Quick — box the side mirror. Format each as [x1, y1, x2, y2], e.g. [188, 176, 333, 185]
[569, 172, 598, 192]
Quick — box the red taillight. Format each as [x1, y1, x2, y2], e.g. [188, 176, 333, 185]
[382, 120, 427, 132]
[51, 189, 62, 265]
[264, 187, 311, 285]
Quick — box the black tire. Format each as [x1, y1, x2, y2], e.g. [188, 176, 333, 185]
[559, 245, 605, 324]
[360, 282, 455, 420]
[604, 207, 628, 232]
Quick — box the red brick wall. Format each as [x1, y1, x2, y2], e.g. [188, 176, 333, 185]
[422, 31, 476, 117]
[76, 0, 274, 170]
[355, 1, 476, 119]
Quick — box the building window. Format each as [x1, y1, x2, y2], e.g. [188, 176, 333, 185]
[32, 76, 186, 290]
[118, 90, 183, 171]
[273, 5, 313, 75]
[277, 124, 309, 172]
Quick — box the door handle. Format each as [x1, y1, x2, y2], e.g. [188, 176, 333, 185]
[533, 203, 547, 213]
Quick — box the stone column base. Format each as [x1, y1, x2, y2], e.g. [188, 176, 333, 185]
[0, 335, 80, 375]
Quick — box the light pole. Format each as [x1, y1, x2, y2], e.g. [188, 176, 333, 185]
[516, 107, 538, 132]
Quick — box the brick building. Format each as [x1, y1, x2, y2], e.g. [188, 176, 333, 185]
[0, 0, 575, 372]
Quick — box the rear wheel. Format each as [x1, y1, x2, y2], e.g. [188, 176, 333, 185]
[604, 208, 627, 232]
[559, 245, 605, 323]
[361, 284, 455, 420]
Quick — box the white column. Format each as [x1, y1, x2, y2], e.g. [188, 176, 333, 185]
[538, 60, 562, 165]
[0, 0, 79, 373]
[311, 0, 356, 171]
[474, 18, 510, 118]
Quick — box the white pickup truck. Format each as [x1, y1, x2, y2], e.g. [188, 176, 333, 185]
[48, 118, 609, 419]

**WHAT IS NEEDED**
Copy the stretch of the records from the very beginning through the line containing "[264, 187, 311, 285]", both ends included, character for character.

**SOLVED PROBLEM**
Quick — box the side mirror. Format each as [x1, y1, x2, y2], e.g. [188, 176, 333, 185]
[569, 172, 598, 192]
Quick — box the red taillight. Format each as [x1, y1, x2, y2], e.g. [188, 176, 333, 185]
[382, 120, 427, 132]
[51, 189, 62, 265]
[264, 187, 311, 285]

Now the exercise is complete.